**Instructions for the task**
Lines from the one containing "The locator SHOULD return, for each instance of the sky" through the last line of the records below need to be repeated exactly; nothing else, and no pictures.

**Recorded information**
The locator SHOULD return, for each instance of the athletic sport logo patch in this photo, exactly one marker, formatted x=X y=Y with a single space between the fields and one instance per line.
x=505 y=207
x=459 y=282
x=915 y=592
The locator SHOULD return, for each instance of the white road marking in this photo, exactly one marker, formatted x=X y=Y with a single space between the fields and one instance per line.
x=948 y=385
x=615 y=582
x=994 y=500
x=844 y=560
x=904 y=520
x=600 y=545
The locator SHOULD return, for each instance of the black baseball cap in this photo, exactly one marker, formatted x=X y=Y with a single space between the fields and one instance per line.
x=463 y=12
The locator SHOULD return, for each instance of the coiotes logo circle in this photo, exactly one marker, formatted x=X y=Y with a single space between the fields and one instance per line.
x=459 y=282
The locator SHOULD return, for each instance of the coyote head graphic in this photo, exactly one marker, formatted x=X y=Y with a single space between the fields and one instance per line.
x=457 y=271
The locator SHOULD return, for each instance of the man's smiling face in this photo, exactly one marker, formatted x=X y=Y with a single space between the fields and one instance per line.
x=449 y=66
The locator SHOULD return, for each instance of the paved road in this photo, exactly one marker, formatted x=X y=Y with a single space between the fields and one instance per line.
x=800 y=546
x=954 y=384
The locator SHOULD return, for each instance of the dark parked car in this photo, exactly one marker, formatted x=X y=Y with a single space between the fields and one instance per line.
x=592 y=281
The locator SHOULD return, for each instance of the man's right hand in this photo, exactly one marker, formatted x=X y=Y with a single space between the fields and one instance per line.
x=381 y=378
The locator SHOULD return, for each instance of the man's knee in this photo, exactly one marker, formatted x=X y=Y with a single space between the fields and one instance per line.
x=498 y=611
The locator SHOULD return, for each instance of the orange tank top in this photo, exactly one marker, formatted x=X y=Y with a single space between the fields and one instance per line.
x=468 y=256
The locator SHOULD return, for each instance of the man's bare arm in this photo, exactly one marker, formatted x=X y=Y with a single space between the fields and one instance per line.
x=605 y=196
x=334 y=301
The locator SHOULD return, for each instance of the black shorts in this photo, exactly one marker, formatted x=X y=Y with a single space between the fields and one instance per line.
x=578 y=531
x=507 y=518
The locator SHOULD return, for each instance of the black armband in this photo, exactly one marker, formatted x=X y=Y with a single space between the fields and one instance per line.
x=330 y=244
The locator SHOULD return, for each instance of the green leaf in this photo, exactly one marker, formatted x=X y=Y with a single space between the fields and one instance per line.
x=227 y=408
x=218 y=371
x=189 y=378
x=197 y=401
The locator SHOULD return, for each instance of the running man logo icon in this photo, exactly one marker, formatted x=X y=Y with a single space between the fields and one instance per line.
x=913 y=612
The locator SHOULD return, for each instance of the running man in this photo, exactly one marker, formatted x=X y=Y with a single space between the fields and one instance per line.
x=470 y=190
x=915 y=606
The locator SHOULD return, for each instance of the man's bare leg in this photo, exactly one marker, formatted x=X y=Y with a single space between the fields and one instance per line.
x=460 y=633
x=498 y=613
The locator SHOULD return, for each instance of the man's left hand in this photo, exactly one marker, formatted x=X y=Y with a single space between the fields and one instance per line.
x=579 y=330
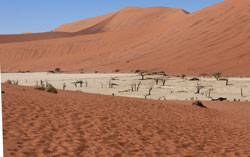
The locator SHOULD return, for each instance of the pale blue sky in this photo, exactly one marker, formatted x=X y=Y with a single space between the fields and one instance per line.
x=17 y=16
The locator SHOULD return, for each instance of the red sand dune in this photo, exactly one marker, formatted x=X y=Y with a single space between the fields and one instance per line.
x=214 y=39
x=37 y=123
x=128 y=17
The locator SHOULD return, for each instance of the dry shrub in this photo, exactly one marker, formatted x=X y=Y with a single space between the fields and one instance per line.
x=37 y=87
x=199 y=103
x=51 y=89
x=9 y=82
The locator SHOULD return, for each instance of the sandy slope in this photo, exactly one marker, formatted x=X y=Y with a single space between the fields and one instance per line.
x=214 y=39
x=77 y=124
x=126 y=18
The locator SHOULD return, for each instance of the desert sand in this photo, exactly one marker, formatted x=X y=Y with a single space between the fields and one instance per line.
x=175 y=88
x=214 y=39
x=37 y=123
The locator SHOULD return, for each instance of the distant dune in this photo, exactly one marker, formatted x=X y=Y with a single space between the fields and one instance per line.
x=128 y=17
x=214 y=39
x=37 y=123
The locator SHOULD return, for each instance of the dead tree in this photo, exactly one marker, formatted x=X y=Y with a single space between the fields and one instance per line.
x=41 y=82
x=111 y=85
x=75 y=84
x=226 y=81
x=209 y=93
x=80 y=82
x=46 y=83
x=86 y=83
x=217 y=75
x=64 y=86
x=142 y=75
x=149 y=90
x=163 y=81
x=138 y=86
x=133 y=87
x=198 y=88
x=156 y=81
x=15 y=82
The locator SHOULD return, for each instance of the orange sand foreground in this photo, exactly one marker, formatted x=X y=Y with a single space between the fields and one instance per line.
x=70 y=123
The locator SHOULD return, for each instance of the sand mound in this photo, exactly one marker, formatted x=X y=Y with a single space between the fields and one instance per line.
x=76 y=124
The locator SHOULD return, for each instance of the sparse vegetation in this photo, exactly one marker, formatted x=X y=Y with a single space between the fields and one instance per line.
x=57 y=70
x=51 y=89
x=64 y=86
x=217 y=75
x=37 y=87
x=12 y=82
x=203 y=75
x=9 y=82
x=149 y=90
x=198 y=88
x=199 y=103
x=183 y=76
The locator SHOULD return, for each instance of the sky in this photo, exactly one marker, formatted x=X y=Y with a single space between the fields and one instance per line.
x=18 y=16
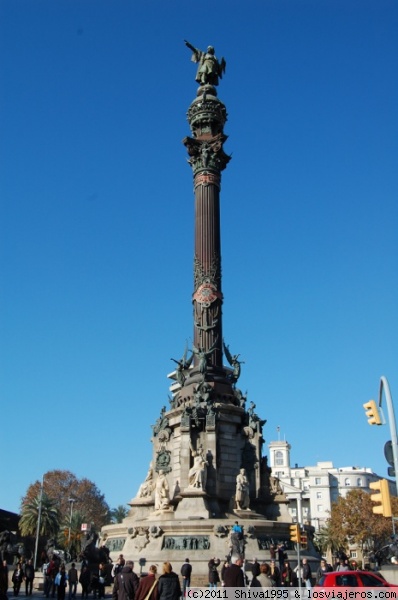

**Written solution**
The locator SHOULD return, for each instance of the sky in this photo, exactly one marker, formatted x=X y=Y with a single space between the fields and one instance per line.
x=18 y=16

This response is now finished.